***** Source document *****

How Animals Talk and Other Pleasant Studies of Birds and Beasts (1919), is a classic report on the author's pioneering research. A dedicated naturalist, Long was the first to challenge conventional research based on data into animal intelligence. During decades of field work he focused on the telepathic ways animals communicate in the wild. Concluding that animals are much more intelligent, emotional, and moral than previously believed, he wrote about what he observed related to the impact of human presence on animal life and reflected on the cost of separating ourselves from animals, who help define our place in the world.


A must-read for every natural historian, the book is enriched by the highly regarded work of illustrator Charles Copeland.


Customer Reviews

2 ratings

Exceptional except for...

***** Data provided *****

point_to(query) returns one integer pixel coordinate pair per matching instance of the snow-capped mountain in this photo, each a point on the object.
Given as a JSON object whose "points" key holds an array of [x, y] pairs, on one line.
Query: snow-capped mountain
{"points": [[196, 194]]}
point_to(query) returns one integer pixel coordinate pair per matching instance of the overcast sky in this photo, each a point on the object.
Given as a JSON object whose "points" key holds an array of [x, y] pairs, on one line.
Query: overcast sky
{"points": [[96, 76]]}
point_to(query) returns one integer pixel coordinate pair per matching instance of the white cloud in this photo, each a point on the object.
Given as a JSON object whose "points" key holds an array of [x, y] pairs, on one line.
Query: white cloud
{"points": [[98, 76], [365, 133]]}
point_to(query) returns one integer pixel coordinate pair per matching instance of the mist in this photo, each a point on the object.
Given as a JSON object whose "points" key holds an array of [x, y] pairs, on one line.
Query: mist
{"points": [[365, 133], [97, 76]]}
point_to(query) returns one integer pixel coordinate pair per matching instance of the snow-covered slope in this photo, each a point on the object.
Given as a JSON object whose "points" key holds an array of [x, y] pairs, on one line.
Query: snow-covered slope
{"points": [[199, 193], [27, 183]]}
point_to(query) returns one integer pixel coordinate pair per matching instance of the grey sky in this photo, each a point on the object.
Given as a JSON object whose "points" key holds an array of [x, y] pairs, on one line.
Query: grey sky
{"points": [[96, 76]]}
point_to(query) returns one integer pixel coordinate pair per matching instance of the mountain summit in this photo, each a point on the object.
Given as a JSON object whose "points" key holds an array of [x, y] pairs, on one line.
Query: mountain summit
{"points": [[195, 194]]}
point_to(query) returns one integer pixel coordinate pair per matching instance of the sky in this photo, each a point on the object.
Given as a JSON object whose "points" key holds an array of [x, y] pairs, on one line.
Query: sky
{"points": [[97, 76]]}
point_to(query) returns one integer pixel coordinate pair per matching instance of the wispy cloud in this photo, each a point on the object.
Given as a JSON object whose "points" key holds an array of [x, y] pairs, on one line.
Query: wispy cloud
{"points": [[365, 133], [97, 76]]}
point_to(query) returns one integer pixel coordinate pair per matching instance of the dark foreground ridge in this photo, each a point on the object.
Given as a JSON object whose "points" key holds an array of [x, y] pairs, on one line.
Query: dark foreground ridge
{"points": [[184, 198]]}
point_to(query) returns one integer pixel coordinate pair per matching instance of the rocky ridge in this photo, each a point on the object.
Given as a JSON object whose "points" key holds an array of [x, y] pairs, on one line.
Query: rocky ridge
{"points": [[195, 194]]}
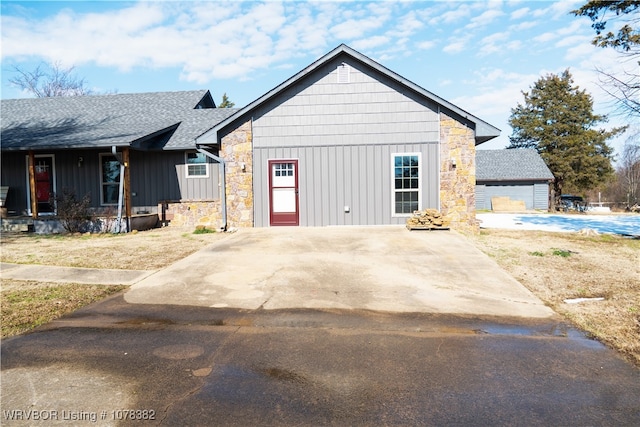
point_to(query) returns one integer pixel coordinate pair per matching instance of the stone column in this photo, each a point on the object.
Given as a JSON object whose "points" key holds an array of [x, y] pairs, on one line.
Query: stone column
{"points": [[457, 183], [237, 151]]}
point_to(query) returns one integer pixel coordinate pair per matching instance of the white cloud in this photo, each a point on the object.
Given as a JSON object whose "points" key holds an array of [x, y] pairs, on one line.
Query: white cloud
{"points": [[425, 45], [484, 18], [455, 47], [524, 25], [520, 13], [452, 16], [370, 42]]}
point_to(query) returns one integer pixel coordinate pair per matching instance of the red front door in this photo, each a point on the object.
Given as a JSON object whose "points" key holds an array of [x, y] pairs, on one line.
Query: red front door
{"points": [[283, 192]]}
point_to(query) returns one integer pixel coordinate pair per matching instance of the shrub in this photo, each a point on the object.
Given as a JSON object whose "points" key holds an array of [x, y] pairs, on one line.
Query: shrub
{"points": [[75, 215]]}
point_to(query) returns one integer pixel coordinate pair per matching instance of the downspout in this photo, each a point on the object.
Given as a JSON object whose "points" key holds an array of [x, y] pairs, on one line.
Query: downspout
{"points": [[223, 187], [120, 189]]}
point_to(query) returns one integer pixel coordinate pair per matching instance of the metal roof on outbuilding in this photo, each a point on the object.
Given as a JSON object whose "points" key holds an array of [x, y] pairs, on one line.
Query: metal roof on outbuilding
{"points": [[511, 165], [108, 120]]}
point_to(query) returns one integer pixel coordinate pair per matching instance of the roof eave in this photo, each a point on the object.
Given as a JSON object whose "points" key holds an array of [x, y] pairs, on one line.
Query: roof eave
{"points": [[484, 131]]}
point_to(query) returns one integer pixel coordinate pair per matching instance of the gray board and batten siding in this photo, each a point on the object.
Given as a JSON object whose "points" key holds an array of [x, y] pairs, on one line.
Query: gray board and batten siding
{"points": [[344, 135]]}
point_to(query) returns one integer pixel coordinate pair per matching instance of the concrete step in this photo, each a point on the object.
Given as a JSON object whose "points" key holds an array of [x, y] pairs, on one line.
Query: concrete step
{"points": [[16, 224]]}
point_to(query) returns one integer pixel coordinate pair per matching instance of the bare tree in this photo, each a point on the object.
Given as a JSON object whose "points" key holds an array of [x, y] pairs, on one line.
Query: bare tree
{"points": [[625, 89], [48, 80], [617, 26], [629, 170]]}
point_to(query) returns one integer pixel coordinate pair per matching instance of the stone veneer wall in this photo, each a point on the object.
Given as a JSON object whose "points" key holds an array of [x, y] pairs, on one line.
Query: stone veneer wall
{"points": [[192, 213], [236, 150], [457, 185]]}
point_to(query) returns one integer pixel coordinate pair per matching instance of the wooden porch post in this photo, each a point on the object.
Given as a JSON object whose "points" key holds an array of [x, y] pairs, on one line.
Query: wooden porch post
{"points": [[32, 185], [127, 184]]}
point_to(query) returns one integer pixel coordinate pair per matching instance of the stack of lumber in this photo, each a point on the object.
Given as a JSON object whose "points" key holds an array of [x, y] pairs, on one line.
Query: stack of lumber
{"points": [[428, 219]]}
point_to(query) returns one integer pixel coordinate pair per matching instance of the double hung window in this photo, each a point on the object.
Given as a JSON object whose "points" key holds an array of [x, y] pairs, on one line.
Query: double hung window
{"points": [[406, 183]]}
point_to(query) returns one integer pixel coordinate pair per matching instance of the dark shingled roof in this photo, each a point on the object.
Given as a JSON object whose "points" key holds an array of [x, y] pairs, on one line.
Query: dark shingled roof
{"points": [[511, 165], [169, 119]]}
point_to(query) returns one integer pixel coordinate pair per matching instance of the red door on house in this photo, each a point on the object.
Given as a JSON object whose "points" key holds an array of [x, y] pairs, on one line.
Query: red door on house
{"points": [[44, 184], [283, 192]]}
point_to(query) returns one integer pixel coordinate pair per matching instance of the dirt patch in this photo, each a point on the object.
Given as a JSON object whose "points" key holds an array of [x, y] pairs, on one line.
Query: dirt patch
{"points": [[560, 266], [145, 250], [25, 305]]}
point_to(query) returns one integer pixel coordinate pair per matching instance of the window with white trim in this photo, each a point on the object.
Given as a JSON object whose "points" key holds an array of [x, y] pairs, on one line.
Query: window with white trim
{"points": [[406, 183], [196, 165], [110, 179]]}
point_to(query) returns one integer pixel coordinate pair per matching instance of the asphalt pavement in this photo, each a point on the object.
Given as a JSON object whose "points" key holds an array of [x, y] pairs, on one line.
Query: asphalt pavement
{"points": [[220, 344]]}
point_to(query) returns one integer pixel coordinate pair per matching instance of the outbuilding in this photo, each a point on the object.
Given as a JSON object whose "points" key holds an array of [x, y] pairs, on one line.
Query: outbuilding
{"points": [[519, 174]]}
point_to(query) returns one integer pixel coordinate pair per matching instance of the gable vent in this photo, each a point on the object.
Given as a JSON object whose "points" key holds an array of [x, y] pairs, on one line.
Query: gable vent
{"points": [[343, 73]]}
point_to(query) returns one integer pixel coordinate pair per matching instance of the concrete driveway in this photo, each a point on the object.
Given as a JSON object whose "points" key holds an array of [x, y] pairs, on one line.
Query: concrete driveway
{"points": [[140, 358], [374, 268]]}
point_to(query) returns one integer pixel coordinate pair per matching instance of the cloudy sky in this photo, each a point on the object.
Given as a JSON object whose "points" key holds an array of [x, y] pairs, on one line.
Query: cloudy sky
{"points": [[480, 55]]}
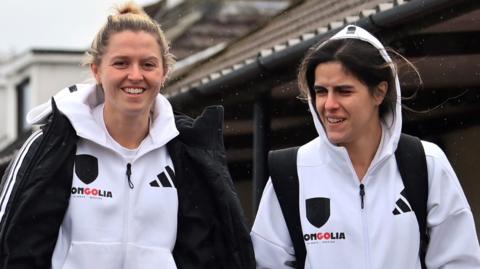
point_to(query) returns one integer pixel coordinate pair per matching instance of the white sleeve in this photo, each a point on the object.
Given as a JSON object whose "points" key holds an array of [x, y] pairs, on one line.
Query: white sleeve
{"points": [[271, 240], [453, 239]]}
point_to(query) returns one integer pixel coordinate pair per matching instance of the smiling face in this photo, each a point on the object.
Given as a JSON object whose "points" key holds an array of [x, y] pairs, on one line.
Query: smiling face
{"points": [[131, 73], [348, 111]]}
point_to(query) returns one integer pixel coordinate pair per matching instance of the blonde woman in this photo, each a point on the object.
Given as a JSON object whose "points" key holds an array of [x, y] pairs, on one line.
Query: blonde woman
{"points": [[114, 179]]}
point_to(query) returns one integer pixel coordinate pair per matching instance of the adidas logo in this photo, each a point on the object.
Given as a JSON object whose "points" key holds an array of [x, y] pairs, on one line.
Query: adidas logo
{"points": [[163, 180], [402, 205]]}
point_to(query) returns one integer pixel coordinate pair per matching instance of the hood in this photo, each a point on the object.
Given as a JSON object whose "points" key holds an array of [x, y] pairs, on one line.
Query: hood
{"points": [[391, 124], [78, 102]]}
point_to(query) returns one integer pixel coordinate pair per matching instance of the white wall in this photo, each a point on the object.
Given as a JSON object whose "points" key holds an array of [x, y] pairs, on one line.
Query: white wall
{"points": [[48, 72]]}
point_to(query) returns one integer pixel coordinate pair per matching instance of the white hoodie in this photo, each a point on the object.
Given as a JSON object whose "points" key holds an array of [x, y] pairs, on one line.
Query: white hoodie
{"points": [[111, 223], [372, 237]]}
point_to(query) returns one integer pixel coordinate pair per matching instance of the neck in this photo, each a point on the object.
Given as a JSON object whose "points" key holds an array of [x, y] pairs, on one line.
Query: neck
{"points": [[363, 151], [127, 131]]}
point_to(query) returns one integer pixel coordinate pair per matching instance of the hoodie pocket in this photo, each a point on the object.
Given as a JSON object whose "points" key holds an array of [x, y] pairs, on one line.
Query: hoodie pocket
{"points": [[116, 256]]}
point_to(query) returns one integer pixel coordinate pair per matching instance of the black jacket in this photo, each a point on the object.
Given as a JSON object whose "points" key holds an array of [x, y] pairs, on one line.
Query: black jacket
{"points": [[36, 187]]}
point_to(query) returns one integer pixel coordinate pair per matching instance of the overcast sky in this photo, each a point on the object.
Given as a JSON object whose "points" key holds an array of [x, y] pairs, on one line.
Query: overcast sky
{"points": [[52, 24]]}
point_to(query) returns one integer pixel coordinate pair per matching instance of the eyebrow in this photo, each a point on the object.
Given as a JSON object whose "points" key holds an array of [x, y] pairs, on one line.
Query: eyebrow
{"points": [[337, 87]]}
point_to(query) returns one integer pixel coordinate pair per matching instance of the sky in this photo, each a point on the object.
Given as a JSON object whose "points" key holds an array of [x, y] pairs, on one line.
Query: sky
{"points": [[53, 24]]}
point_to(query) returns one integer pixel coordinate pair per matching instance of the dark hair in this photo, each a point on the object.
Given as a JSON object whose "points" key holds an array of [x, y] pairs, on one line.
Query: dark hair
{"points": [[360, 59]]}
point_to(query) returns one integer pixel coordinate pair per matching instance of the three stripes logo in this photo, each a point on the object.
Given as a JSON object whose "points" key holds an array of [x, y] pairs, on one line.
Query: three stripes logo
{"points": [[402, 205], [163, 180]]}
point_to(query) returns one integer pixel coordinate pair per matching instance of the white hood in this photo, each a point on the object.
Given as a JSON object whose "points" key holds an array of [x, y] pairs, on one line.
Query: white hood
{"points": [[392, 123], [78, 106]]}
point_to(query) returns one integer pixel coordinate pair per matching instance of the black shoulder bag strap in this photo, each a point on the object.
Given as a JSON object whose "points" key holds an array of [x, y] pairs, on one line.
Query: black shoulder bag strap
{"points": [[283, 171], [412, 164]]}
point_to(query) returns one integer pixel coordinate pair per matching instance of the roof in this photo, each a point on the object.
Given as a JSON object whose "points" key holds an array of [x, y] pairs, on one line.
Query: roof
{"points": [[302, 21], [193, 26]]}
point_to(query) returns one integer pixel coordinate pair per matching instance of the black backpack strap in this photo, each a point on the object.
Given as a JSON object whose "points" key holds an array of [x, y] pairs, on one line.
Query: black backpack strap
{"points": [[412, 164], [283, 172]]}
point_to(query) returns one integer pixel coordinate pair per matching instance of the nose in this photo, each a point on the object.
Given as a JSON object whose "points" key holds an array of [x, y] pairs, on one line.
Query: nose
{"points": [[331, 101], [135, 73]]}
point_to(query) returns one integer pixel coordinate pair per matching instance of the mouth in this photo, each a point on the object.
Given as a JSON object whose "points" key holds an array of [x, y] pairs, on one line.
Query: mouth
{"points": [[334, 120], [132, 90]]}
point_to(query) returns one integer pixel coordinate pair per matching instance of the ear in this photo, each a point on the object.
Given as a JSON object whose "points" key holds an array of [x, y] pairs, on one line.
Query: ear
{"points": [[380, 92], [95, 72]]}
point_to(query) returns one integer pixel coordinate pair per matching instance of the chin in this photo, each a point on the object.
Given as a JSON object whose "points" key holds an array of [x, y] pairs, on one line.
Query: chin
{"points": [[336, 140]]}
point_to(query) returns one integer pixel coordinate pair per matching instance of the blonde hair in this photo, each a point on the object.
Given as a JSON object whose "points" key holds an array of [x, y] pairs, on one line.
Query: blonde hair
{"points": [[129, 17]]}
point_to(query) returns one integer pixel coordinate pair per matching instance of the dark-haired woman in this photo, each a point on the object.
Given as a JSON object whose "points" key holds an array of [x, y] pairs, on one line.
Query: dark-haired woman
{"points": [[114, 179], [354, 96]]}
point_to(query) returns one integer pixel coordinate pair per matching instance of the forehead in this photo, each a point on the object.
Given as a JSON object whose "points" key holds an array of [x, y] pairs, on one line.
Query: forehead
{"points": [[129, 42], [332, 73]]}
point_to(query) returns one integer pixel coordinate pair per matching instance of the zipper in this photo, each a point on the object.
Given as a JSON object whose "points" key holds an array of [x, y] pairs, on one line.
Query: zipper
{"points": [[126, 217], [362, 195], [364, 215], [129, 174]]}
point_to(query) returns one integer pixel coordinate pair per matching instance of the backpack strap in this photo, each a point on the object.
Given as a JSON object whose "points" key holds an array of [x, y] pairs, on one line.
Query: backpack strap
{"points": [[412, 164], [283, 172]]}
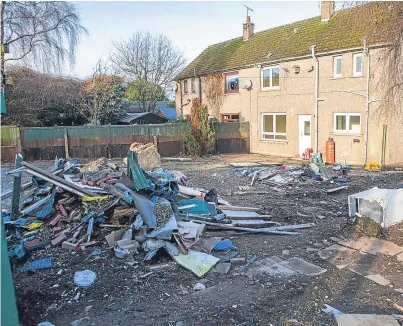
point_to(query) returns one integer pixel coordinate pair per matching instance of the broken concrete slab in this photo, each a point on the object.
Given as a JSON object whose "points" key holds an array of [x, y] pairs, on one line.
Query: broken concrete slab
{"points": [[365, 320], [340, 256], [270, 266], [303, 267]]}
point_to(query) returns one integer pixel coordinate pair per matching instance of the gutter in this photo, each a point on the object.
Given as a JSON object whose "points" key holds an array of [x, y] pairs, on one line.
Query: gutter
{"points": [[307, 56], [317, 99]]}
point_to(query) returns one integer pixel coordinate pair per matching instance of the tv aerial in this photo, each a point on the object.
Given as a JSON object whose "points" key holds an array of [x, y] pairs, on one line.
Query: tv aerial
{"points": [[247, 10]]}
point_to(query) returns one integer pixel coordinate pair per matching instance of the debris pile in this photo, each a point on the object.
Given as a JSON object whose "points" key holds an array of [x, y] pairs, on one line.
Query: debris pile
{"points": [[132, 213], [279, 175]]}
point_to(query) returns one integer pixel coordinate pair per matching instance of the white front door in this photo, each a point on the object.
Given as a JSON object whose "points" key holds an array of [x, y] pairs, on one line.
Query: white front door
{"points": [[304, 132]]}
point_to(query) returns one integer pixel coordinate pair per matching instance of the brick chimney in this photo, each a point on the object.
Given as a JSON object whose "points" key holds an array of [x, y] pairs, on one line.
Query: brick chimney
{"points": [[248, 29], [327, 10]]}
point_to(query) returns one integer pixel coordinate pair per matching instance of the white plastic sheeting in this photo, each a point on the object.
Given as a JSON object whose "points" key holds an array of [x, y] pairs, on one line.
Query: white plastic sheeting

*****

Stated task 1: In the book description, which three qualities did Long conclude animals have to a greater degree than previously believed? List them.
Stated task 2:
Decide whether each statement agrees with the book description, and support each answer with the deciding words from it.
(a) The book was published in 1919.
(b) Long produced the book's illustrations himself.
(c) Long carried out his research mainly in laboratories.
Stated task 3: According to the book description, why does separating ourselves from animals carry a cost? Answer in one or two sentences.
None of the dataset records are needed for this work.

Answer 1: intelligent, emotional, moral

Answer 2:
(a) Yes: "How Animals Talk and Other Pleasant Studies of Birds and Beasts (1919)"
(b) No: "the book is enriched by the highly regarded work of illustrator Charles Copeland"
(c) No: "During decades of field work he focused on the telepathic ways animals communicate in the wild"

Answer 3: The description ties the cost to the role animals play for us: they are the ones "who help define our place in the world." Separating ourselves from them means losing that help.